_PROBLEM:_
Repeat the listing in full, exactly as it stands.

# # # # # # #

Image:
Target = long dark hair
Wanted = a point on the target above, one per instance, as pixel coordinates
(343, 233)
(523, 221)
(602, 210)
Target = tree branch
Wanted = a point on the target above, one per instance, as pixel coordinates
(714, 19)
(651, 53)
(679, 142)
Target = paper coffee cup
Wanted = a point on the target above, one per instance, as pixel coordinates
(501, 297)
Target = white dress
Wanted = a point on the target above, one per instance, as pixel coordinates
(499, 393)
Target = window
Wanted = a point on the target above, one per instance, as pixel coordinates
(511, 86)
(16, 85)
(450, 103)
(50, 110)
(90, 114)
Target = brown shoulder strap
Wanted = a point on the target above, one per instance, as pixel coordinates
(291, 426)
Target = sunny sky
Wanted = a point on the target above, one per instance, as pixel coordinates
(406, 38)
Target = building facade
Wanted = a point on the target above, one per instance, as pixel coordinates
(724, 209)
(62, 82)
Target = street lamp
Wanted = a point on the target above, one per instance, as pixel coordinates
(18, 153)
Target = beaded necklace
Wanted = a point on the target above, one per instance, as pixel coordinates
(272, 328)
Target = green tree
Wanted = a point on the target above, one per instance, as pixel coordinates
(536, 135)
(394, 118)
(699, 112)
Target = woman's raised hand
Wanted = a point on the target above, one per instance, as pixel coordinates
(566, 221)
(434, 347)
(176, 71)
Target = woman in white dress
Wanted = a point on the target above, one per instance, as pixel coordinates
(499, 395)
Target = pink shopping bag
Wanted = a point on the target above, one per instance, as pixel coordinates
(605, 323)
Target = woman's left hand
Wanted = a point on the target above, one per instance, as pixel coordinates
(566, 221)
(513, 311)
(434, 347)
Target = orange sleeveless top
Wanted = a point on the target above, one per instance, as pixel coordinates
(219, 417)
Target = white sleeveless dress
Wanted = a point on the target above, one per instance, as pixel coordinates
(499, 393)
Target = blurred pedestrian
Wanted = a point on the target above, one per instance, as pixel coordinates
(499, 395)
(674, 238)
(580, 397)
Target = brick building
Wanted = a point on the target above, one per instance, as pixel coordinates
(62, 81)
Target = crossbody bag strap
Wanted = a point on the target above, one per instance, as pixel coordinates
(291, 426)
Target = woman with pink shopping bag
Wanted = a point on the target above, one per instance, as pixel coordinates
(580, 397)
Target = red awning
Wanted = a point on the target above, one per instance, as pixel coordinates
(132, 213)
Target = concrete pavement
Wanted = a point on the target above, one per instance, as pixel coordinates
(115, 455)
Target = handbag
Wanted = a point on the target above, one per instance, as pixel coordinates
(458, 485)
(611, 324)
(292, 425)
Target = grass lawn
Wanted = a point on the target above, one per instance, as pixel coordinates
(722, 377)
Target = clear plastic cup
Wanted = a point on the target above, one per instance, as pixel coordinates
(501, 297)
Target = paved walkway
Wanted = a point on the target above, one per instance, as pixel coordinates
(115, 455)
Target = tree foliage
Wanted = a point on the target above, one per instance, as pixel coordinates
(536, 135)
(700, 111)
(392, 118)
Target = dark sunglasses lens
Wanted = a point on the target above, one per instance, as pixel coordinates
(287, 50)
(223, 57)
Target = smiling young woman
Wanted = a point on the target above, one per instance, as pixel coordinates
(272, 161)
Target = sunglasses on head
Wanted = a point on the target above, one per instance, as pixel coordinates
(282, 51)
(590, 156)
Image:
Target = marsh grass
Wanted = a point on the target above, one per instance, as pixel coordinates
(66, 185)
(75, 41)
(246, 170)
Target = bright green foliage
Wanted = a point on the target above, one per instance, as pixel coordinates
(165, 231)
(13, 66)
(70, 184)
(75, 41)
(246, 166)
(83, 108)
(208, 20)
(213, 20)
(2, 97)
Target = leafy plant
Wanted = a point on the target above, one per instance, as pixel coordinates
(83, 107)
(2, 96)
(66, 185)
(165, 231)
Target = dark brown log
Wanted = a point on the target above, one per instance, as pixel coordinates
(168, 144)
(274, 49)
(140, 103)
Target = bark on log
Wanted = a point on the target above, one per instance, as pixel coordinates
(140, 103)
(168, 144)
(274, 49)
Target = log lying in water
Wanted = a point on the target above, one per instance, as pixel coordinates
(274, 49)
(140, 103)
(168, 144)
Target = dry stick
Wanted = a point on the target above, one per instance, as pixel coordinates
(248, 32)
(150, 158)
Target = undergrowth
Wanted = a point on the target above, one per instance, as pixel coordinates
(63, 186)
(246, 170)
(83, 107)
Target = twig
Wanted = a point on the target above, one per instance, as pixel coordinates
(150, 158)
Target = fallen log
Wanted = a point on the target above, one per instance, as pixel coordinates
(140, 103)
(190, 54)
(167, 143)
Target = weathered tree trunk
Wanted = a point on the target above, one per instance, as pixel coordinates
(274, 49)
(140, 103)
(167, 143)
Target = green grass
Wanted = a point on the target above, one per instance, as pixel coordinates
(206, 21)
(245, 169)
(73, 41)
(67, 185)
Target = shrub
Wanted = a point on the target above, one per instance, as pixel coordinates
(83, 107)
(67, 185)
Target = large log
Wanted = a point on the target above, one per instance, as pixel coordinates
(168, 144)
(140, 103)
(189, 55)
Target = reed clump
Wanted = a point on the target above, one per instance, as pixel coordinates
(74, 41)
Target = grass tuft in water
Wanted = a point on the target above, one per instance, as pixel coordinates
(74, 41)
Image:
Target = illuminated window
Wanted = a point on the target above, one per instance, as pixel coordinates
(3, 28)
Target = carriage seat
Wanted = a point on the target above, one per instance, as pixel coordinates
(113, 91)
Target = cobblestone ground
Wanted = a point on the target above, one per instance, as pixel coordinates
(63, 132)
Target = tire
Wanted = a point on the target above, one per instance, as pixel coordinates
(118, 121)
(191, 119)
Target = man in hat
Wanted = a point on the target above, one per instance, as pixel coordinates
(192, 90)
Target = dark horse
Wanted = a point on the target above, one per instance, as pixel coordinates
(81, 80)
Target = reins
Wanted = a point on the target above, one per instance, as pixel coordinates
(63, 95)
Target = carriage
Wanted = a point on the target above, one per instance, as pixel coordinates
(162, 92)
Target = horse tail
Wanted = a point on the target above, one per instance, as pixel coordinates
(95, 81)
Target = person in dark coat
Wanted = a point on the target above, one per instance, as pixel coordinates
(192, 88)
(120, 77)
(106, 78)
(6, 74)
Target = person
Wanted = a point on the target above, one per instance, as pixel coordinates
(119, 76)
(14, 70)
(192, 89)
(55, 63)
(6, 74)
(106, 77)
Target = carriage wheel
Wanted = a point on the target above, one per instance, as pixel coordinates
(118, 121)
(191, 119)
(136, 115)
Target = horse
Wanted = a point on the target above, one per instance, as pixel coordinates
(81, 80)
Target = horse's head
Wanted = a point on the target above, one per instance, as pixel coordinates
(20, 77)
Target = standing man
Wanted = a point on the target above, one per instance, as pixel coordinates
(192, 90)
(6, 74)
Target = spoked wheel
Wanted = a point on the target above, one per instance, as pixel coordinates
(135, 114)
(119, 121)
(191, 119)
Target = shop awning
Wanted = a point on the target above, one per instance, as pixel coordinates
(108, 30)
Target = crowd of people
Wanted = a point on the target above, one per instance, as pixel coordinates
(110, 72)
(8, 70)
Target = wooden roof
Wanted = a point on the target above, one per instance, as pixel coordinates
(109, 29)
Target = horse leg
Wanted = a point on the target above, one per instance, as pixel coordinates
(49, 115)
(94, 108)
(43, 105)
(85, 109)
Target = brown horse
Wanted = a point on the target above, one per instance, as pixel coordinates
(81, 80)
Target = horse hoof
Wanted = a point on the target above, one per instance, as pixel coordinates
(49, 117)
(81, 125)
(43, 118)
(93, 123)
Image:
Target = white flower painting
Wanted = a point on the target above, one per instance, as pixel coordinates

# # # # # # #

_ANSWER TO THIS EXERCISE:_
Image:
Target = long dark hair
Wanted = a point on the target above, one per instance, as pixel coordinates
(343, 233)
(523, 221)
(602, 210)
Target = tree branch
Wanted = a point on the target above, one per instance, as pixel coordinates
(714, 19)
(651, 53)
(679, 142)
Target = paper coffee cup
Wanted = a point on the target above, one per instance, as pixel coordinates
(501, 297)
Target = white dress
Wanted = a point on the target above, one per instance, as pixel coordinates
(499, 393)
Target = window
Wanted = a point on the target above, one per instance, as pixel coordinates
(511, 86)
(16, 85)
(450, 103)
(50, 110)
(90, 114)
Target = brown shoulder strap
Wanted = a point on the target above, one per instance, as pixel coordinates
(291, 426)
Target = sunny sky
Wanted = a point on the target above, one per instance, as pixel coordinates
(406, 38)
Target = building facade
Wanted = a point on the target above, one per instance, as pixel coordinates
(724, 209)
(62, 82)
Target = street lamp
Wanted = a point on the target above, one per instance, as pixel coordinates
(18, 153)
Target = beaded necklace
Wanted = a point on the target above, one per instance, as pixel coordinates
(272, 328)
Target = green tree
Wanted = a point on the target above, one per instance, as pixel coordinates
(536, 135)
(394, 118)
(699, 112)
Target = woman's raised hand
Wanted = a point on the target above, one per instance, as pixel coordinates
(566, 221)
(434, 347)
(176, 71)
Target = woman in white dress
Wanted = a point on the target above, one per instance, as pixel coordinates
(499, 395)
Target = pink shopping bag
Wanted = a point on the target above, one per instance, as pixel coordinates
(605, 323)
Target = woman's left hand
Wanted = a point on the target above, one per instance, as pixel coordinates
(566, 221)
(513, 311)
(434, 347)
Target = orange sleeveless top
Wanted = a point on the target above, one per instance, as pixel coordinates
(219, 417)
Target = white sleeveless dress
Wanted = a point on the target above, one per instance, as pixel coordinates
(499, 393)
Target = blurred pedestrian
Wanted = a point on the target above, one per instance, as pixel coordinates
(499, 395)
(674, 238)
(580, 397)
Target = brick building
Wanted = a point on the target above, one per instance, as pixel coordinates
(62, 81)
Target = crossbody bag strap
Wanted = a point on the target above, one per instance, as pixel coordinates
(291, 426)
Target = woman with pink shopping bag
Wanted = a point on the target above, one per instance, as pixel coordinates
(580, 397)
Target = red awning
Wanted = a point on the target above, one per instance, as pixel coordinates
(132, 213)
Target = concrete pavement
Wanted = a point on the target above, one per instance, as pixel coordinates
(115, 455)
Target = handbag
Wanted = a point on the target above, one per instance, as pixel coordinates
(458, 485)
(611, 324)
(292, 425)
Target = grass lawn
Wanted = a point on the target above, one per instance, as pixel coordinates
(722, 377)
Target = clear plastic cup
Wanted = a point on the target above, one per instance, as pixel coordinates
(501, 297)
Target = paved walkway
Wanted = a point on the target above, one per instance, as pixel coordinates
(115, 455)
Target = tree foliage
Wanted = a point on the target above, one per instance, as pixel coordinates
(536, 135)
(700, 111)
(392, 118)
Target = dark sunglasses lens
Wanted = a point on the target above, one per instance, as pixel coordinates
(287, 50)
(223, 57)
Target = smiling young woman
Wanted = a point on the target above, one per instance, as pixel coordinates
(272, 161)
Target = sunglasses on head
Wanted = a point on the target above, one per instance, as pixel coordinates
(282, 51)
(590, 156)
Image:
Target = marsh grass
Wanted = a point on the target above, one per instance, as pixel coordinates
(66, 185)
(75, 41)
(246, 170)
Target = bright green foliage
Wanted = a point on the target above, one per instance, as pixel coordinates
(165, 231)
(13, 66)
(70, 184)
(75, 41)
(246, 166)
(83, 108)
(208, 20)
(213, 20)
(2, 97)
Target = leafy plant
Wanted = a point on the target above, one per instance, as pixel coordinates
(83, 107)
(2, 96)
(66, 185)
(165, 231)
Target = dark brown log
Wanted = a point on the target above, one per instance, as pixel coordinates
(168, 144)
(274, 49)
(140, 103)
Target = bark on log
Wanted = a point on the target above, one per instance, as pixel coordinates
(140, 103)
(168, 144)
(274, 49)
Target = log lying in water
Wanted = a point on the target above, one per instance, as pixel coordinates
(274, 49)
(140, 103)
(168, 144)
Target = dry stick
Wanted = a point on the target above, one per instance, as pixel coordinates
(248, 32)
(150, 158)
Target = undergrowth
Wanted = a point on the target above, one per instance, as pixel coordinates
(63, 186)
(246, 170)
(83, 107)
Target = twig
Wanted = a point on the target above, one per instance, as pixel coordinates
(150, 158)
Target = fallen log
Wanted = a point on the target above, one per instance, as pixel coordinates
(140, 103)
(190, 54)
(167, 143)
Target = weathered tree trunk
Wanted = a point on the target above, one per instance, as pixel coordinates
(274, 49)
(140, 103)
(167, 143)
Target = green grass
Wanted = a point on the target above, one per instance, as pixel coordinates
(206, 21)
(245, 169)
(73, 41)
(67, 185)
Target = shrub
Wanted = a point on the target above, one per instance, as pixel coordinates
(83, 107)
(67, 185)
Target = large log
Wanted = a point on the target above, one per instance, as pixel coordinates
(168, 144)
(140, 103)
(189, 55)
Target = reed clump
Wanted = a point on the target above, one per instance, as pixel coordinates
(74, 41)
Target = grass tuft in water
Wanted = a point on the target above, one per instance, as pixel coordinates
(74, 41)
Image:
Target = illuminated window
Wanted = a point on the target above, one per instance, as pixel coordinates
(3, 28)
Target = carriage seat
Wanted = a point on the target above, one per instance, as pixel coordinates
(113, 91)
Target = cobblestone ground
Wanted = a point on the target above, one per instance, as pixel coordinates
(63, 132)
Target = tire
Wanted = a point on the target above, one per instance, as pixel coordinates
(118, 121)
(191, 119)
Target = man in hat
Wanted = a point on the target above, one per instance, as pixel coordinates
(192, 90)
Target = dark horse
Wanted = a point on the target above, one per instance, as pixel coordinates
(81, 80)
Target = reins
Wanted = a point on the target above, one per instance, as pixel coordinates
(63, 95)
Target = carriage
Wanted = a point on the target above, one per instance, as pixel coordinates
(162, 92)
Target = horse tail
Wanted = a point on the target above, one per instance, as pixel coordinates
(95, 81)
Target = person in dark coat
Wanted = a point on the target above, one per instance, as pixel coordinates
(192, 88)
(120, 77)
(106, 78)
(6, 74)
Target = person
Wanted = a point on the target above, one per instance, as pixel coordinates
(119, 76)
(14, 70)
(192, 89)
(55, 63)
(6, 74)
(106, 77)
Target = carriage wheel
Wanted = a point on the target above, one per instance, as pixel coordinates
(118, 121)
(191, 119)
(136, 115)
Target = horse
Wanted = a point on the target above, one per instance, as pixel coordinates
(81, 80)
Target = horse's head
Wanted = a point on the target above, one per instance, as pixel coordinates
(20, 77)
Target = standing man
Wanted = a point on the target above, one per instance, as pixel coordinates
(192, 90)
(6, 74)
Target = spoked wheel
Wanted = a point on the target above, one per instance, as pixel coordinates
(135, 114)
(119, 121)
(191, 119)
Target = shop awning
Wanted = a point on the target above, one per instance, as pixel coordinates
(108, 30)
Target = crowd of people
Wanted = a point on the target above, one per instance, as pixel coordinates
(110, 72)
(8, 70)
Target = wooden roof
Wanted = a point on the target above, one per instance, as pixel coordinates
(109, 29)
Target = horse leg
Wanted = a point on the target above, one per instance, as pixel coordinates
(49, 115)
(94, 108)
(43, 105)
(85, 109)
Target = brown horse
Wanted = a point on the target above, one per instance, as pixel coordinates
(81, 80)
Target = horse hoof
Wanted = a point on the target above, one per instance, as pixel coordinates
(49, 117)
(81, 125)
(43, 118)
(93, 123)
Image:
Target = white flower painting
Wanted = a point on the target above, one per instance, as pixel coordinates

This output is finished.